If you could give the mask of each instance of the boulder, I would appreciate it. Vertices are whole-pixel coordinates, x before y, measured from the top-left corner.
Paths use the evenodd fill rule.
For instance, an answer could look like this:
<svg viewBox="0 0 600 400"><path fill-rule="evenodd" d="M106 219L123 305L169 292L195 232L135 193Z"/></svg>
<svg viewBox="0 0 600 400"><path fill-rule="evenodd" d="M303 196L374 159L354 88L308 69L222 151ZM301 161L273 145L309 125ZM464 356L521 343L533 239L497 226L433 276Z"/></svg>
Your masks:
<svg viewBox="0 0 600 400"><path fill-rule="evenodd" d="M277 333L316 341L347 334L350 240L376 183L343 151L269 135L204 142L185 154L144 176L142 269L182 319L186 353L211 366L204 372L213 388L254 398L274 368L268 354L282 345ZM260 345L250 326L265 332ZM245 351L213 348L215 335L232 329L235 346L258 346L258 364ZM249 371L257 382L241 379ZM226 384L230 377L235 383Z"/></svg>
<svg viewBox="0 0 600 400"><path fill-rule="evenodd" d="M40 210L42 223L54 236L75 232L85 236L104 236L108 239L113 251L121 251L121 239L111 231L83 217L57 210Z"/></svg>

__________

WHAT IS BEING ASKED. Go through the data above and copy each line in which "could" appears.

OUTPUT.
If you could give the mask of each instance of the boulder, I would appreciate it. Vertices are whole-pixel coordinates, x before y, measured from the top-left corner.
For instance, an answer could look like this:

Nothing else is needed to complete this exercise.